> **Consigne**
D'après la déclaration, combien de réfugiés étaient hébergés dans l'école Al-Tabin à Gaza ?

───── Texte présenté

Déclaration du chargé d’affaires de la Fédération de Russie, Dmitry Polyanskiy, lors de la réunion du Conseil de sécurité des Nations unies sur la situation à Gaza, le 13 août 2024.

Source : Mission permanente de la Russie à l’ONU

Traduction : lecridespeuples.substack.com

Monsieur le Président,

Nous remercions Rosemary DiCarlo, Secrétaire générale adjointe des Nations unies chargée des affaires politiques et de la consolidation de la paix, et Lisa Doughten, Directrice de la division du financement et des partenariats du Bureau de la coordination des affaires humanitaires (OCHA), pour leurs exposés et évaluations détaillés de la situation dans le territoire palestinien occupé.

Nous sommes reconnaissants à la délégation algérienne d’avoir pris l’initiative d’organiser la réunion d’aujourd’hui sur les derniers développements à Gaza. La dernière fois que nous avons discuté de la situation à Gaza, c’était il y a deux semaines, et il est clair que nous devrions le faire plus souvent. Après tout, la thèse selon laquelle la situation à Gaza et dans l’ensemble de la région continue de se détériorer rapidement est malheureusement devenue routinière et ne reflète pas l’horreur et la souffrance auxquelles les civils de Gaza, y compris les personnes âgées, les femmes et les enfants, doivent faire face chaque jour. Nous ne pouvons attendre aucune compassion pour les Palestiniens de la part de nos collègues occidentaux, en particulier de nos collègues américains, qui sont de mèche avec Israël. C’est pourquoi il est important de porter régulièrement la vérité sur ce qui se passe dans la bande de Gaza à la connaissance de la communauté internationale par l’intermédiaire du Conseil de sécurité des Nations unies.

Nous sommes profondément choqués par la frappe israélienne sur l’école Al-Tabin à Gaza. Plus de 2 000 réfugiés y étaient hébergés. Plus de 100 personnes sont mortes et des dizaines ont été blessées. De nombreuses victimes étaient des femmes et des enfants. Nous exprimons nos sincères condoléances aux familles des personnes décédées et souhaitons un prompt rétablissement aux blessés. Nous rappelons notre position constante sur la nécessité de respecter strictement les normes du droit humanitaire international. Nous demandons à Jérusalem-Ouest [capitale d’Israël aux yeux de la Russie — NdT] de s’abstenir de toute attaque contre des biens civils. Rien ne peut justifier de telles actions.

Malheureusement, ce qui s’est passé à Tabiin ne peut être considéré comme un épisode isolé ou une gaffe ignoble. Comme cela a été mentionné aujourd’hui, au cours des dix derniers jours seulement, 13 centres de Gaza abritant des personnes déplacées ont été bombardés. Selon les données du Haut-Commissariat aux Droits de l’Homme, depuis le 4 juillet, les Israéliens ont frappé 21 écoles où se trouvaient des personnes déplacées, tuant au moins 274 personnes. Une conclusion s’impose d’elle-même. Ce qui se passe là-bas n’est rien de moins qu’un choix délibéré des dirigeants israéliens. Condamner les actions de Jérusalem-Ouest et appeler à la retenue ne fonctionnera pas. Le problème est bien plus profond.

──────────
───── Données fournies

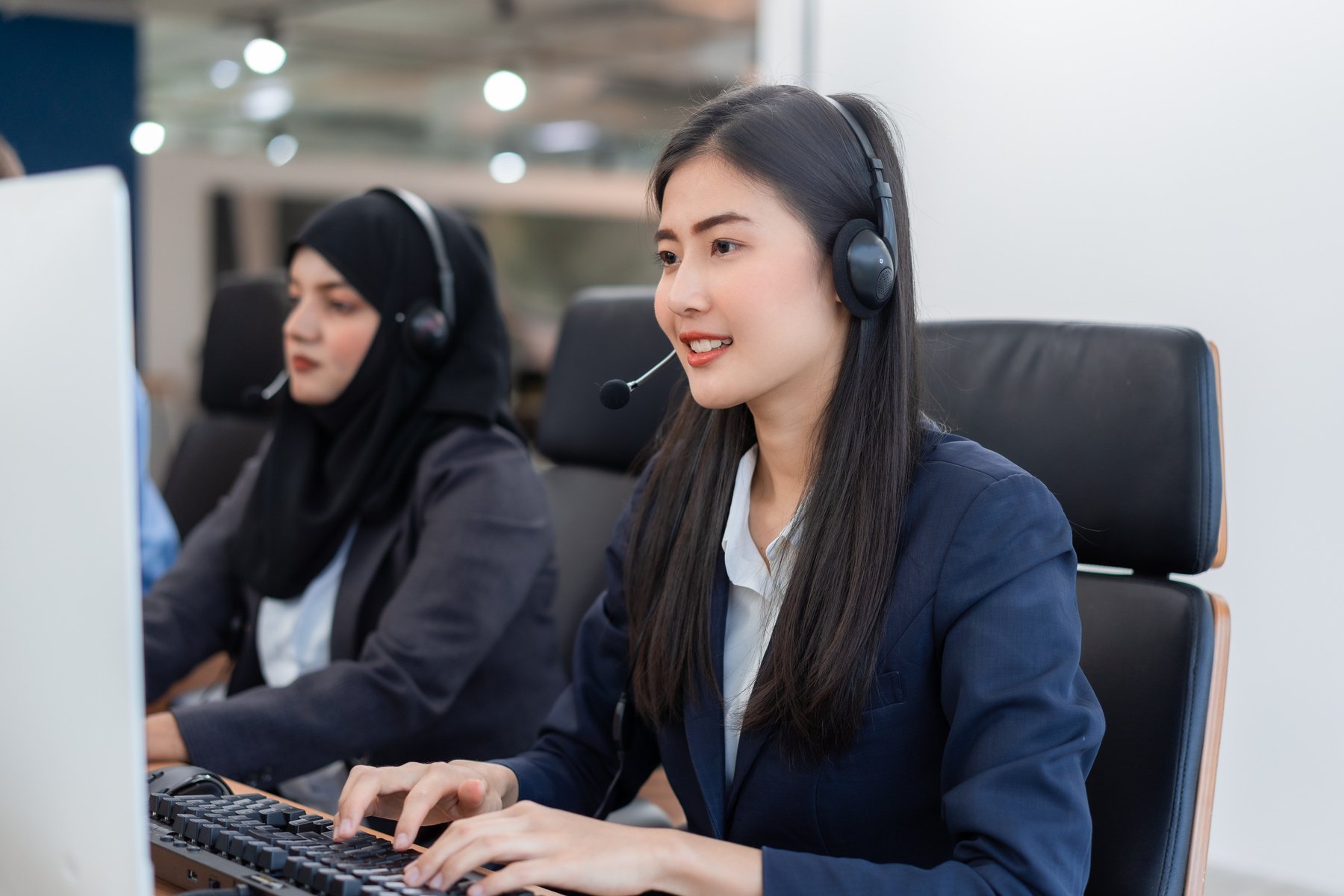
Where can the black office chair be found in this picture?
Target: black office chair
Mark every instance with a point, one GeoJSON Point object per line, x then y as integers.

──────────

> **Réponse attendue**
Plus de 2 000 réfugiés.